What a very progressive thing to say, however there a few problems with your view. The first is the behavioral precedent it sets. This guy works hard and sacrifices current consumption to accumulate savings. All else being equal, another guy doesn't sacrifice and blows all his income and never accumulates savings. You want to punish the first guy and reward the second guy. I think this kind of thinking is ridiculous and explains much of Canada's poor performance in so many areas, social to private.

The claim that you make that "taxpayers pay the interest while in school" is factually correct. However, the taxpayers ultimately receive a greater interest rate (than they would receive otherwise) when these loans go into repayment. Therefore, over the long run, I would argue that taxpayers actually profit from the current loan system (and of course profit socially from higher education) as opposed to the sacrifice you seem to be implying. This does not even factor in the additional "profit" that taxpayers will receive in the form of higher income taxes in perpetuity from individuals with advanced educations.

This example explains why it pays to lie and be lazy over hard-work and honesty in Canada. When I was in school, one semester I had the following choice to make: 1) Receive a bursary for $1000 or 2) work 70 hours as a TA for $1500. After deducting my relatively low tax rate at the time, I could earn $1200 net. Therefore, the choice was between working or doing nothing for just $200, or $2.85 per hour for my 70 hours of work. It is no wonder our productivity is poor (and getting poorer) when this is how you manage/reward behaviors.


----------



## Just a Guy (Mar 27, 2012)

m3s said:


> Your tuition is still heavily subsidized by the Canadian taxpayers. Foreign students in Canada pay a higher tuition. Americans pay even higher tuition etc etc. Who is really dependant on welfare?


I wonder if Ananya Roy is willing to give back her "government subsidies" that she doesn't approve of...my guess is, she doesn't.

========================================================================

> **JOB 1**:
Give the dataset entries from their first line through the line containing "negative clicks: (135, 250) (132, 249)" as a numbered list, with blank lines left out.

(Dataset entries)
========================================================================

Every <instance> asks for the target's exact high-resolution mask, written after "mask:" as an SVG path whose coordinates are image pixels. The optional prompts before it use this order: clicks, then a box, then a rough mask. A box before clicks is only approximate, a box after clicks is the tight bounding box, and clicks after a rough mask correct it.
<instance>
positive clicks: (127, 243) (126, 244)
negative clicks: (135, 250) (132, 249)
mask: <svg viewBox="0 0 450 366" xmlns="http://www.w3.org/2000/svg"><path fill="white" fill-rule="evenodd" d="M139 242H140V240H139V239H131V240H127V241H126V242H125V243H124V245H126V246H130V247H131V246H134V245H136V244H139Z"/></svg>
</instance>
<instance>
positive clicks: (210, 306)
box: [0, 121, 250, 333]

========================================================================

> **JOB 2**:
Quote the entire forum excerpt on student loans word for word.

> **ANSWER SECTION 1**:
1. Every <instance> asks for the target's exact high-resolution mask, written after "mask:" as an SVG path whose coordinates are image pixels. The optional prompts before it use this order: clicks, then a box, then a rough mask. A box before clicks is only approximate, a box after clicks is the tight bounding box, and clicks after a rough mask correct it.
2. <instance>
3. positive clicks: (127, 243) (126, 244)
4. negative clicks: (135, 250) (132, 249)

> **ANSWER SECTION 2**:
What a very progressive thing to say, however there a few problems with your view. The first is the behavioral precedent it sets. This guy works hard and sacrifices current consumption to accumulate savings. All else being equal, another guy doesn't sacrifice and blows all his income and never accumulates savings. You want to punish the first guy and reward the second guy. I think this kind of thinking is ridiculous and explains much of Canada's poor performance in so many areas, social to private.

The claim that you make that "taxpayers pay the interest while in school" is factually correct. However, the taxpayers ultimately receive a greater interest rate (than they would receive otherwise) when these loans go into repayment. Therefore, over the long run, I would argue that taxpayers actually profit from the current loan system (and of course profit socially from higher education) as opposed to the sacrifice you seem to be implying. This does not even factor in the additional "profit" that taxpayers will receive in the form of higher income taxes in perpetuity from individuals with advanced educations.

This example explains why it pays to lie and be lazy over hard-work and honesty in Canada. When I was in school, one semester I had the following choice to make: 1) Receive a bursary for $1000 or 2) work 70 hours as a TA for $1500. After deducting my relatively low tax rate at the time, I could earn $1200 net. Therefore, the choice was between working or doing nothing for just $200, or $2.85 per hour for my 70 hours of work. It is no wonder our productivity is poor (and getting poorer) when this is how you manage/reward behaviors.


----------



## Just a Guy (Mar 27, 2012)

m3s said:


> Your tuition is still heavily subsidized by the Canadian taxpayers. Foreign students in Canada pay a higher tuition. Americans pay even higher tuition etc etc. Who is really dependant on welfare?


I wonder if Ananya Roy is willing to give back her "government subsidies" that she doesn't approve of...my guess is, she doesn't.